_Your task_
An exact transcription of the entries is required, with none of the pictures carried over.

==== Supplied records

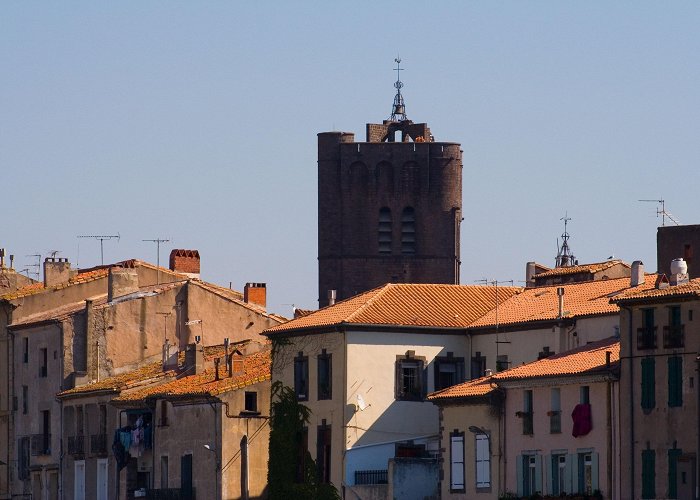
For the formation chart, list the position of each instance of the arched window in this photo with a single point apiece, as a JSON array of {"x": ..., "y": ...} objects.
[
  {"x": 408, "y": 231},
  {"x": 384, "y": 230}
]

========

_Expected answer_
For the formation chart, list the position of each instance of the arched window in this photo with a single point apiece, as a JSON array of {"x": ..., "y": ...} objects.
[
  {"x": 408, "y": 231},
  {"x": 384, "y": 230}
]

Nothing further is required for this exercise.